::: Teks Sumber

Kekaisaran Data Tiongkok: Fondasi Kekuatan Masa Depan yang Tak Tertandingi
Tiongkok tengah membangun sebuah kekaisaran yang sepenuhnya didasarkan pada data, sebuah fondasi kekuatan yang mendefinisikan ulang paradigma ekonomi, sosial, dan keamanan global. Dengan 1,1 miliar pengguna internetnya yang menghasilkan lebih banyak data daripada negara lain di Bumi, ditambah jaringan kamera pengenal wajah yang luas, Tiongkok tidak hanya unggul dalam volume data. Pemerintahnya secara sistematis menanamkan manajemen data ke dalam setiap sendi ekonomi dan keamanan nasional, sebuah pendekatan yang memiliki implikasi mendalam bagi Tiongkok sendiri dan pelajaran penting bagi negara-negara demokrasi di seluruh dunia.

::::::
::: Baris Tersimpan

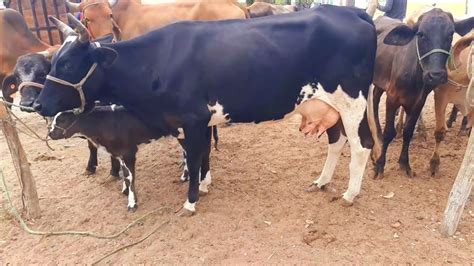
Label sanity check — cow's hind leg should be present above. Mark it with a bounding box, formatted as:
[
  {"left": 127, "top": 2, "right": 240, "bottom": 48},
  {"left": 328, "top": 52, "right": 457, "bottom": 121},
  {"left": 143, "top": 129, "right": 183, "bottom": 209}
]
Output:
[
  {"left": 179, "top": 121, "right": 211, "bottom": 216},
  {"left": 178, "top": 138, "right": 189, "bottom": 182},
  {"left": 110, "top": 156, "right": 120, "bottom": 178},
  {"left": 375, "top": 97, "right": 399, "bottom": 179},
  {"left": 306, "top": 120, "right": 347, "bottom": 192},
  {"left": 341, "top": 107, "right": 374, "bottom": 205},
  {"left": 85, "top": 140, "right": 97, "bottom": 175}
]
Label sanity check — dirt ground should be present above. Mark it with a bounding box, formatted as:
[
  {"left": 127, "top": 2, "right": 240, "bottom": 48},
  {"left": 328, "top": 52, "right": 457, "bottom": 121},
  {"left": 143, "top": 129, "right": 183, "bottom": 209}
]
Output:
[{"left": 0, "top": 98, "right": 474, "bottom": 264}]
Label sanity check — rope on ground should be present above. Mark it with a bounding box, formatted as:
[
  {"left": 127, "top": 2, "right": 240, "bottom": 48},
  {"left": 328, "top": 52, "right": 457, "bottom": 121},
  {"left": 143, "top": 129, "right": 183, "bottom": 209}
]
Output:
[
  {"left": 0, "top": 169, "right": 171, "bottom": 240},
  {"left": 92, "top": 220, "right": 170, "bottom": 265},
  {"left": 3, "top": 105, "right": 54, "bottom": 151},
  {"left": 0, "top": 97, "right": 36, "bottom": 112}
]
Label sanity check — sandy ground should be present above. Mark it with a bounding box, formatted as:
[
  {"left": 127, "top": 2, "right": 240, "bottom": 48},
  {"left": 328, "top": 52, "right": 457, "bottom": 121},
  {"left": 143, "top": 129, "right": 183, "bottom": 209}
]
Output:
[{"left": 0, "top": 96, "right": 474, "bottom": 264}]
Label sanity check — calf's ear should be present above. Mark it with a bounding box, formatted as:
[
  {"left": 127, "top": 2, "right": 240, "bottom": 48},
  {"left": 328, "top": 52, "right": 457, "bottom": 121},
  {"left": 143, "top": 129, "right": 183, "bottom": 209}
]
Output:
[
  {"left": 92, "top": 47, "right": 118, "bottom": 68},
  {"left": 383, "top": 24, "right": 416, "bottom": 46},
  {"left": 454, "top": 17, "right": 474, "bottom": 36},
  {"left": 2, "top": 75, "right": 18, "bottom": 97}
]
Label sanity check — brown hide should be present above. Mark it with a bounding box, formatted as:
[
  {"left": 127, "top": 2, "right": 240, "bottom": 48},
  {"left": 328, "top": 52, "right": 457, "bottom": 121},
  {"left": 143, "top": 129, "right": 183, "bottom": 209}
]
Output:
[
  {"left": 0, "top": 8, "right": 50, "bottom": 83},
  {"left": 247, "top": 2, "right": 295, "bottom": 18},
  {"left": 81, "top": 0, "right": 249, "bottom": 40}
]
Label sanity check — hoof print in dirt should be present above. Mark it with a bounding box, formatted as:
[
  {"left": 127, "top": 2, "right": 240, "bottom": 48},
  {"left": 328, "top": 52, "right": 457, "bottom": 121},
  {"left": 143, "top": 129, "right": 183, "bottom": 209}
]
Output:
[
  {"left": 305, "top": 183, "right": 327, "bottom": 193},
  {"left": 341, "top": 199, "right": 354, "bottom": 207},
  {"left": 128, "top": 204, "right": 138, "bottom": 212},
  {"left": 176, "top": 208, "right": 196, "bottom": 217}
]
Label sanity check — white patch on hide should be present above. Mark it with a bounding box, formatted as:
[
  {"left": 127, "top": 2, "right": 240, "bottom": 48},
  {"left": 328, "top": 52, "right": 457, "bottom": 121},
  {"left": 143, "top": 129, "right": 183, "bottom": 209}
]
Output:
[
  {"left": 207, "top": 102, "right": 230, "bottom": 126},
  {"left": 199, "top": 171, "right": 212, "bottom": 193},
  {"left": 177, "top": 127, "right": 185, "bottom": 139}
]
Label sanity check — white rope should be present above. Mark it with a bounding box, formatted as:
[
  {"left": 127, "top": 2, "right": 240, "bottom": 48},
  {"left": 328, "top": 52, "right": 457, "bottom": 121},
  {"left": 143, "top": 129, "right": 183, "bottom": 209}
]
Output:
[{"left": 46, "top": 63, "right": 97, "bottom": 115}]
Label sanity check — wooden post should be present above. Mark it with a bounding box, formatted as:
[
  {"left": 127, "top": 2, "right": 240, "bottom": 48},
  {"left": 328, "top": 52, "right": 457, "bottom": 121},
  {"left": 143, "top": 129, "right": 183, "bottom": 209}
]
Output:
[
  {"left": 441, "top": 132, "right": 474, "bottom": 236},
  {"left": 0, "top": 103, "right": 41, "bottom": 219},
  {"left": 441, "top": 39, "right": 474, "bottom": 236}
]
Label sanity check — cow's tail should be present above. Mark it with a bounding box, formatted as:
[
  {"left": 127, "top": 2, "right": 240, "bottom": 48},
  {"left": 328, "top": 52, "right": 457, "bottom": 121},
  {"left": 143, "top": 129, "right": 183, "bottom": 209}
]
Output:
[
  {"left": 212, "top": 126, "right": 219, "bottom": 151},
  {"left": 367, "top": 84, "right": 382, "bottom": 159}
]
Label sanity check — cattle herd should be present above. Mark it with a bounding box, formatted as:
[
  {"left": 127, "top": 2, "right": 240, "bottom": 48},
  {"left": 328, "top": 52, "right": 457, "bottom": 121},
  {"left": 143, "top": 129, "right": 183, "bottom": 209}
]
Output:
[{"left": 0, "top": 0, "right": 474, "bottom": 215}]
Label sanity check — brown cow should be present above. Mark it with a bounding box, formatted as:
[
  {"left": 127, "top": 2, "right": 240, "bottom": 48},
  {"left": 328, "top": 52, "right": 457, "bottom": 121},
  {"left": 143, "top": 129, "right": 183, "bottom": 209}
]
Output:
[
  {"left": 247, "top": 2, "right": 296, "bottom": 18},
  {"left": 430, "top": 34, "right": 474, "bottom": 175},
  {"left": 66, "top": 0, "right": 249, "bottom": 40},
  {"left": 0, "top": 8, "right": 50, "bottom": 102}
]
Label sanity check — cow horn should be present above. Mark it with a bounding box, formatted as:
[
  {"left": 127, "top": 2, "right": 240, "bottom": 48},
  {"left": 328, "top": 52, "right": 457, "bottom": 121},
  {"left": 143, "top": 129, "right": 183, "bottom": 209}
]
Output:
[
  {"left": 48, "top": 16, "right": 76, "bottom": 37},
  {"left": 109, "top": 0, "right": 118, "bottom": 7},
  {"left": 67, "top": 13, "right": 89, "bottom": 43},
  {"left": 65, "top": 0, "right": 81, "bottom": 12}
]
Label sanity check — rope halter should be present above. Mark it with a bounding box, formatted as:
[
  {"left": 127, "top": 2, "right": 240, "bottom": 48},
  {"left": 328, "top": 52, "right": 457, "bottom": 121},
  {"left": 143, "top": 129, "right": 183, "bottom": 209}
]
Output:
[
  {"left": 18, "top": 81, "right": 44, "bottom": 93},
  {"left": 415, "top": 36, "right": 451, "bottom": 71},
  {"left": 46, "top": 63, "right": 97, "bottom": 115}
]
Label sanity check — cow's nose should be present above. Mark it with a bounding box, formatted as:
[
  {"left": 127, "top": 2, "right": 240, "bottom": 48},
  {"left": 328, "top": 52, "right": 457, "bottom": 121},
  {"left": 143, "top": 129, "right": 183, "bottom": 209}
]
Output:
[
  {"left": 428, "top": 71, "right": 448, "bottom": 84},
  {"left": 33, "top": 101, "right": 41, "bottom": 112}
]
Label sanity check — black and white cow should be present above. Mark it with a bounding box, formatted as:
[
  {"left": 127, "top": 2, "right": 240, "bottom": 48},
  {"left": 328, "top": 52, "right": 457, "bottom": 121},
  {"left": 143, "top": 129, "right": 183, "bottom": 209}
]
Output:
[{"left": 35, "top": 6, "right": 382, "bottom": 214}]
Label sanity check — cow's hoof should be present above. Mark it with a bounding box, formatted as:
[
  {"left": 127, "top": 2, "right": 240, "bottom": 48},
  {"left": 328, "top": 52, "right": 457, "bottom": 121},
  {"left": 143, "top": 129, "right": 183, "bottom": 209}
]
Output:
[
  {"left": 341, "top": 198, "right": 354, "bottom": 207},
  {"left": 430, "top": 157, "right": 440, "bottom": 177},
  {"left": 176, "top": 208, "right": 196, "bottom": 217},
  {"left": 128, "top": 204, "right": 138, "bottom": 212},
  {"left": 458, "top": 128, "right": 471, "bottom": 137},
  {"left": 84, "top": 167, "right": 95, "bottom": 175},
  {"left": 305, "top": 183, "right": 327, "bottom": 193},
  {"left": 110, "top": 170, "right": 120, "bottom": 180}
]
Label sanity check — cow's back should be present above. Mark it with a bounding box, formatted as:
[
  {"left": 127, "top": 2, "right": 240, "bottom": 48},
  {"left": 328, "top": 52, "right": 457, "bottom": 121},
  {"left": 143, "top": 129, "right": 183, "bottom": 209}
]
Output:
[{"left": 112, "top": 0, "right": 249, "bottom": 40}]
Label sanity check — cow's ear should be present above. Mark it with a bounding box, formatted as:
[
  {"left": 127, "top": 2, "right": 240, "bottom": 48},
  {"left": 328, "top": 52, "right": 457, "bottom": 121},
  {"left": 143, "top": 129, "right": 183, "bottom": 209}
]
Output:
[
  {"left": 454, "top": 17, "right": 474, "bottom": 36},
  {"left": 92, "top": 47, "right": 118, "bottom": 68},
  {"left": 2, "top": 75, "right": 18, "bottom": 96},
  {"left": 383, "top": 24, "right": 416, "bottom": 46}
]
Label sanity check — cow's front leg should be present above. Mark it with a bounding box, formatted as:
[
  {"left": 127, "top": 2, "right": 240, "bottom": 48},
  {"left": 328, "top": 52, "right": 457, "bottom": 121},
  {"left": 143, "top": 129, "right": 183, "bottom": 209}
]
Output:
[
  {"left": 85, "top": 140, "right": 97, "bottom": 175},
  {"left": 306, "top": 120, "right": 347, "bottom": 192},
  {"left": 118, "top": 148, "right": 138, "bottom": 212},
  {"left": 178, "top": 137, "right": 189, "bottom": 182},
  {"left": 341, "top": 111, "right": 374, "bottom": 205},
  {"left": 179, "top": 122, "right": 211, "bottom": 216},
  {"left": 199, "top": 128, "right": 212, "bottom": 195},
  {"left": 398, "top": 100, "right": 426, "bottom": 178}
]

::::::

Daftar Tugas:
(A) Jawablah pertanyaan berikut berdasarkan teks tentang kekaisaran data Tiongkok:
(i) Berapa jumlah pengguna internet Tiongkok?
(ii) Jaringan kamera jenis apa yang disebutkan?
(iii) Ke dalam apa pemerintahnya secara sistematis menanamkan manajemen data?
(B) Tuliskan kembali bagian teks tentang kekaisaran data Tiongkok yang dimulai dari "Kekaisaran Data Tiongkok: Fondasi" dan berakhir pada "di seluruh dunia.", dengan mengganti "Tiongkok" menjadi "RRT".
(C) Bagaimana kelanjutan teks tentang kekaisaran data Tiongkok? Tuliskan bagian berikutnya, mulai setelah kalimat terakhirnya.
Baris-baris di atas merupakan bahan yang terpisah dari teks sumber.

Hasil per Tugas:
(A)
(i) 1,1 miliar pengguna.
(ii) Jaringan kamera pengenal wajah.
(iii) Ke dalam setiap sendi ekonomi dan keamanan nasional.

(B)
Kekaisaran Data RRT: Fondasi Kekuatan Masa Depan yang Tak Tertandingi
RRT tengah membangun sebuah kekaisaran yang sepenuhnya didasarkan pada data, sebuah fondasi kekuatan yang mendefinisikan ulang paradigma ekonomi, sosial, dan keamanan global. Dengan 1,1 miliar pengguna internetnya yang menghasilkan lebih banyak data daripada negara lain di Bumi, ditambah jaringan kamera pengenal wajah yang luas, RRT tidak hanya unggul dalam volume data. Pemerintahnya secara sistematis menanamkan manajemen data ke dalam setiap sendi ekonomi dan keamanan nasional, sebuah pendekatan yang memiliki implikasi mendalam bagi RRT sendiri dan pelajaran penting bagi negara-negara demokrasi di seluruh dunia.

(C)
Volume data yang dihasilkan di Tiongkok sungguh fenomenal dan terus bertumbuh secara eksponensial. Setiap klik, transaksi, interaksi di media sosial, dan bahkan pergerakan fisik jutaan warga Tiongkok terekam dan dianalisis. Platform-platform raksasa seperti WeChat, Alipay, TikTok (Douyin), dan Alibaba mengumpulkan triliunan byte data perilaku konsumen, preferensi, dan jaringan sosial setiap hari. Lebih dari sekadar data komersial, infrastruktur pengawasan Tiongkok, termasuk puluhan juta kamera CCTV yang dilengkapi dengan teknologi pengenal wajah dan analisis perilaku, menciptakan "danau data" keamanan publik yang tak tertandingi. Sistem transportasi cerdas, kota pintar yang terintegrasi, dan bahkan sektor pertanian modern juga berkontribusi pada aliran data yang tak henti-hentinya.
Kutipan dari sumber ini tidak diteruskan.